Given information:
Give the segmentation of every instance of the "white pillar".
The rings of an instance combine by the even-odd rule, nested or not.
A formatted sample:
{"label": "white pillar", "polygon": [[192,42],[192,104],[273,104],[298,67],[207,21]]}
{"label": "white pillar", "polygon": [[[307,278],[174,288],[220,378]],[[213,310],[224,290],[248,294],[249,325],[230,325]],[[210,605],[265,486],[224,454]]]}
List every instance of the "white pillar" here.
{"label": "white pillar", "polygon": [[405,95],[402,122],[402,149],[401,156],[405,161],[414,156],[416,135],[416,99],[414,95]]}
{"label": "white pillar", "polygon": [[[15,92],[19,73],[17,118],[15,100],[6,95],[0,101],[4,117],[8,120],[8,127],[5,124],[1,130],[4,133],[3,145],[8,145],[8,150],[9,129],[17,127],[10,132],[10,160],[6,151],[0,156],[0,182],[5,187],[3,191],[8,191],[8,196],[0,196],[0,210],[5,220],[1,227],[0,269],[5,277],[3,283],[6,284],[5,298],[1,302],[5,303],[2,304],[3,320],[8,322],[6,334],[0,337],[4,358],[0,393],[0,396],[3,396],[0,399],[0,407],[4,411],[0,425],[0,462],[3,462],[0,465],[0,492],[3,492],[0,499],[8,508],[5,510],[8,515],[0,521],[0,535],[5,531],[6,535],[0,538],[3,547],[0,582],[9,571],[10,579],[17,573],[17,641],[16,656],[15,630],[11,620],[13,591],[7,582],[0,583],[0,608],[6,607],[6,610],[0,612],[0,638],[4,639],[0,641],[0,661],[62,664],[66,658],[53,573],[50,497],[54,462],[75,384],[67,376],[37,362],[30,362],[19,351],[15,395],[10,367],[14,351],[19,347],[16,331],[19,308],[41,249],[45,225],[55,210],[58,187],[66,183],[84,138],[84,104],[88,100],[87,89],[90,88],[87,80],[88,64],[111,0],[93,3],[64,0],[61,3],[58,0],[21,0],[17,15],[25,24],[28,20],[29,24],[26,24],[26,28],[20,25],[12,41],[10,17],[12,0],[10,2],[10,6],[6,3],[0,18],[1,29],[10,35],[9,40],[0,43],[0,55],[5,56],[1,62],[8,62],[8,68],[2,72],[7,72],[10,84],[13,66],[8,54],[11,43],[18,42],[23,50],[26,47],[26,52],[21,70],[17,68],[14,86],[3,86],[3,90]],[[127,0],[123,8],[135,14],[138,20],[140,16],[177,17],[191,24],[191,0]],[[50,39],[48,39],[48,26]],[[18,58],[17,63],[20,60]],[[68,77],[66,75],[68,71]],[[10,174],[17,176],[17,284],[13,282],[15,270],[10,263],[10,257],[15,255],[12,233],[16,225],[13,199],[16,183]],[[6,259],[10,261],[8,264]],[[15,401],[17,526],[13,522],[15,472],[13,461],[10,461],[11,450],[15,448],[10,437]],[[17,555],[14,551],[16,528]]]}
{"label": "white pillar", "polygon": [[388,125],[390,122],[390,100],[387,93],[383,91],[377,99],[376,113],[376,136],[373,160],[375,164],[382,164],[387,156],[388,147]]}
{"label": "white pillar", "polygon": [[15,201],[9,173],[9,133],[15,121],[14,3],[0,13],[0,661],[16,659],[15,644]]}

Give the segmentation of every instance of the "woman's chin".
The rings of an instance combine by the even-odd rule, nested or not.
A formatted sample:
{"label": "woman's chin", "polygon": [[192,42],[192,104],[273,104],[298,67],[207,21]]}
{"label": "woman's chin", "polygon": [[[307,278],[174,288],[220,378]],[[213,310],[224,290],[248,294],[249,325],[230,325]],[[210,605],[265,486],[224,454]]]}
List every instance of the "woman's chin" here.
==
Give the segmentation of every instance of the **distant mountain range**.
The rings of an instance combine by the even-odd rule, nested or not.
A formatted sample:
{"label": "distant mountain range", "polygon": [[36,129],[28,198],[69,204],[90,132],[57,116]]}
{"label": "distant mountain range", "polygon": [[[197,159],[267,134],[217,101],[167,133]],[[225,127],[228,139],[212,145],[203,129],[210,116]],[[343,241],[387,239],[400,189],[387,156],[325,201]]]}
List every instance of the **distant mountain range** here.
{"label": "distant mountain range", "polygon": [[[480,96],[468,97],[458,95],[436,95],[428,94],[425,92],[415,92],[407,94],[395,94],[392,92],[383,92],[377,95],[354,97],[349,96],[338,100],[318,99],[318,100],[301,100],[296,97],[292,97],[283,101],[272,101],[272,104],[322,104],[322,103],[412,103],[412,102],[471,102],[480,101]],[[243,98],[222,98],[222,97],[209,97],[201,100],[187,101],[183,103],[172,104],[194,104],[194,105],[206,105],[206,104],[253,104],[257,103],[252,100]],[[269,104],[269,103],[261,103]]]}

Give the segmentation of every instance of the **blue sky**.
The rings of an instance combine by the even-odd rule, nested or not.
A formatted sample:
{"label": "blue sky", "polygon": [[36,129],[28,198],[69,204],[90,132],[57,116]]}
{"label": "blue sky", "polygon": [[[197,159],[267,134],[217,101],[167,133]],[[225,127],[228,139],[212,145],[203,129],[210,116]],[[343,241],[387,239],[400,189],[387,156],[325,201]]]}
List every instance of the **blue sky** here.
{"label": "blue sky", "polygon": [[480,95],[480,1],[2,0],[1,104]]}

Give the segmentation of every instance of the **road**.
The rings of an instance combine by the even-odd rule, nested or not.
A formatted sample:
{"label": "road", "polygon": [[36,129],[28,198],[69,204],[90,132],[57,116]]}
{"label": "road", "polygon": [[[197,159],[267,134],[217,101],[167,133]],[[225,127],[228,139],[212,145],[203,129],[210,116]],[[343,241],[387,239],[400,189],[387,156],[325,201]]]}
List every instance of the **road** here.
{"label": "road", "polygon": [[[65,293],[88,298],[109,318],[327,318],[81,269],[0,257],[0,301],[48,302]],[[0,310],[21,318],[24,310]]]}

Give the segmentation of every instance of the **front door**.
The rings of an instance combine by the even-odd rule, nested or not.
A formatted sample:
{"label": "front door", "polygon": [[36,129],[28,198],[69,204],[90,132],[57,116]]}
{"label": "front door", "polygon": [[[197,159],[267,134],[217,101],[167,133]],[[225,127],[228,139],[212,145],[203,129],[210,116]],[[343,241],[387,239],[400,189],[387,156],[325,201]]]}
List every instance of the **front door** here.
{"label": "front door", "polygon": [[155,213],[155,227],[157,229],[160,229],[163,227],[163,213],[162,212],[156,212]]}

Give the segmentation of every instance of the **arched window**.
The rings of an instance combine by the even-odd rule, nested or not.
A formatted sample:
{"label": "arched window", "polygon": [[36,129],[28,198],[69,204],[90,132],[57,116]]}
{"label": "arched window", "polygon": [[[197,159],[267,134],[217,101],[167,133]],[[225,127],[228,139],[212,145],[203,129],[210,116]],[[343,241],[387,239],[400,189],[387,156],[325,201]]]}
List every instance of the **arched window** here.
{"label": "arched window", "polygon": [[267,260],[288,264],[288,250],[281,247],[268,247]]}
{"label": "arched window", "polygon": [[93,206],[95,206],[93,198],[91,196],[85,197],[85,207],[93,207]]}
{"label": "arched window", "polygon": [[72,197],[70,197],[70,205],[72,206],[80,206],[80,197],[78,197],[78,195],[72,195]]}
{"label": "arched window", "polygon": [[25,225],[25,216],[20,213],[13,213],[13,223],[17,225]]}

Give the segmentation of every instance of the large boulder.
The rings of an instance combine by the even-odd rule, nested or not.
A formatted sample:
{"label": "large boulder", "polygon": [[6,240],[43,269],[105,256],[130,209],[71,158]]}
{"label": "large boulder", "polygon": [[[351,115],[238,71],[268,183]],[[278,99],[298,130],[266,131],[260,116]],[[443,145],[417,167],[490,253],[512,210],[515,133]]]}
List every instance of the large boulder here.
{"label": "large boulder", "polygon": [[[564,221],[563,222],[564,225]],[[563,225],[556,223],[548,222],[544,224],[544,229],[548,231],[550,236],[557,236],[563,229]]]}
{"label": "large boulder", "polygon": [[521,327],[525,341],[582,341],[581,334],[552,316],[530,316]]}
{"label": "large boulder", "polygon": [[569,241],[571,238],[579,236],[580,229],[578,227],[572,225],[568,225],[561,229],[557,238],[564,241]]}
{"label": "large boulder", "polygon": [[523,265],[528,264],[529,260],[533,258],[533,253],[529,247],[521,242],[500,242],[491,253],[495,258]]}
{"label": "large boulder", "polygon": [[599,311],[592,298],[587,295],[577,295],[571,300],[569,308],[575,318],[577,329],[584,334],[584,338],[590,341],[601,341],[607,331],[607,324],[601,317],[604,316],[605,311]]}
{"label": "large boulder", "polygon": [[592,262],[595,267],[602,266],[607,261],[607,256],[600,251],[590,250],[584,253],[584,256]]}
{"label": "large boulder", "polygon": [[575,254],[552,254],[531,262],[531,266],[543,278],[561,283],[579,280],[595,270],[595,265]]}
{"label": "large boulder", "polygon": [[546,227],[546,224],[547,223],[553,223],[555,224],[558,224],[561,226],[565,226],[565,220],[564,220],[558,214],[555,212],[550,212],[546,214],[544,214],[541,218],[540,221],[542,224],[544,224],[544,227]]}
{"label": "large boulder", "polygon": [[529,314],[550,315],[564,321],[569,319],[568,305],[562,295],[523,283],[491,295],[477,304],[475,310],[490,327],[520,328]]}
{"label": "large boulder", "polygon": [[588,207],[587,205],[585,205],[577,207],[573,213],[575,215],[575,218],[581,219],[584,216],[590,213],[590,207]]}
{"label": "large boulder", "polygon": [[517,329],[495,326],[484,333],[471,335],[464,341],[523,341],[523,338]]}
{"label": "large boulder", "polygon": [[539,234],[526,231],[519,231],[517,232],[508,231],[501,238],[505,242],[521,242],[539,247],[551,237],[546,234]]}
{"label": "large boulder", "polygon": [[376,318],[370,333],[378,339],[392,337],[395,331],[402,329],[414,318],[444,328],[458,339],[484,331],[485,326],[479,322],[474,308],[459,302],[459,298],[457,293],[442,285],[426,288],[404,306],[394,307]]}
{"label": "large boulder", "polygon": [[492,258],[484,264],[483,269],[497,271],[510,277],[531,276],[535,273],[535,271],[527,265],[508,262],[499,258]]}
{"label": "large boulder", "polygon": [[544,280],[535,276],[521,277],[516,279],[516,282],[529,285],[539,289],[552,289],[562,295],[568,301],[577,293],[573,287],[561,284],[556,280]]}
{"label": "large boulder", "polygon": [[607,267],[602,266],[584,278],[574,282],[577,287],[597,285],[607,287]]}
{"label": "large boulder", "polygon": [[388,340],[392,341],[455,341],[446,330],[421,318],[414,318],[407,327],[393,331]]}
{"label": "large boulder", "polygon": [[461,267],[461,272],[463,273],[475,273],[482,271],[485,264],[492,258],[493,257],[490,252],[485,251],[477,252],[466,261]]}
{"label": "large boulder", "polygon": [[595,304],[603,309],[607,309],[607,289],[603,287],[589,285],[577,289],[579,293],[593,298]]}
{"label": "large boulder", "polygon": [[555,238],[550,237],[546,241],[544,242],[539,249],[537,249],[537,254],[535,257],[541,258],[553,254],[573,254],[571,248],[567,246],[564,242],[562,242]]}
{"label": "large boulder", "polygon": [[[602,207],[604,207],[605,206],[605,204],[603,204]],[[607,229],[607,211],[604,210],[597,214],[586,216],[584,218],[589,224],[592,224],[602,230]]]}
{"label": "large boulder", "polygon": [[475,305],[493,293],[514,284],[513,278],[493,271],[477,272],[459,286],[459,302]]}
* * *
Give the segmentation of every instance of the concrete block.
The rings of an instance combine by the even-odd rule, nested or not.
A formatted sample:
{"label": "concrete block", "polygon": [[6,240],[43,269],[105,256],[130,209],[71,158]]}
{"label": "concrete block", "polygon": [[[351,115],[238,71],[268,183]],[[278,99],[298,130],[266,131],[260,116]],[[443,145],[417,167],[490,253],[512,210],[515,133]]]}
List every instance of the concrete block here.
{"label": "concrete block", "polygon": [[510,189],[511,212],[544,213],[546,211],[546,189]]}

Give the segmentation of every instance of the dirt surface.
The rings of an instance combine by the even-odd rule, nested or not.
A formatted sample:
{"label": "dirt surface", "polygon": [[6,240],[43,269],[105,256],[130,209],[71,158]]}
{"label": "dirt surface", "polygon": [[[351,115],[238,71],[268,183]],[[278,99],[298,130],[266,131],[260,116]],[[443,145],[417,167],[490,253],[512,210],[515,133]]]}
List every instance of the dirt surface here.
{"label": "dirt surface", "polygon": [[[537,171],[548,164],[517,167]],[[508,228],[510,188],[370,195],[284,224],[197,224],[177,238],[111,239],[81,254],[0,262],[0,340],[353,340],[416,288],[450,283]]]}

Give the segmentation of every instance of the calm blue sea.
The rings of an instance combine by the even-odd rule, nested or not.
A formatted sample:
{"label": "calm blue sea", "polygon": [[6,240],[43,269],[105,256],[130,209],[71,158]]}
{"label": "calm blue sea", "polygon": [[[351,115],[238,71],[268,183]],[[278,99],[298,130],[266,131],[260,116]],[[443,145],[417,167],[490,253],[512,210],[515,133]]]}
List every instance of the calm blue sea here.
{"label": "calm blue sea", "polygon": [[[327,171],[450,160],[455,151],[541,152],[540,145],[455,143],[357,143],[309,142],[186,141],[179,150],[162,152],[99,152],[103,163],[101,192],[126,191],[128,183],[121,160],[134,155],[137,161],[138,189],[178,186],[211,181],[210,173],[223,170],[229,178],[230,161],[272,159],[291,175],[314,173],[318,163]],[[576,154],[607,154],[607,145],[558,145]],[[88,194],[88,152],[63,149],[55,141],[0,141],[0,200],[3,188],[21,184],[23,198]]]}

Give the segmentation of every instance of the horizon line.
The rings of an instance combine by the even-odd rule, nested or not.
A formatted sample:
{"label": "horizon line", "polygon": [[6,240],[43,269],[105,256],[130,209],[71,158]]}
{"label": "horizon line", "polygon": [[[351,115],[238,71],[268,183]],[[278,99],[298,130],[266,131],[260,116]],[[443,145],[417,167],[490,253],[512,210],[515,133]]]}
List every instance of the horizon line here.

What you will do: State how many of the lines above contain the string "chin", treating uppercase and lowercase as distinct. Give only the number.

Response to this exercise: 4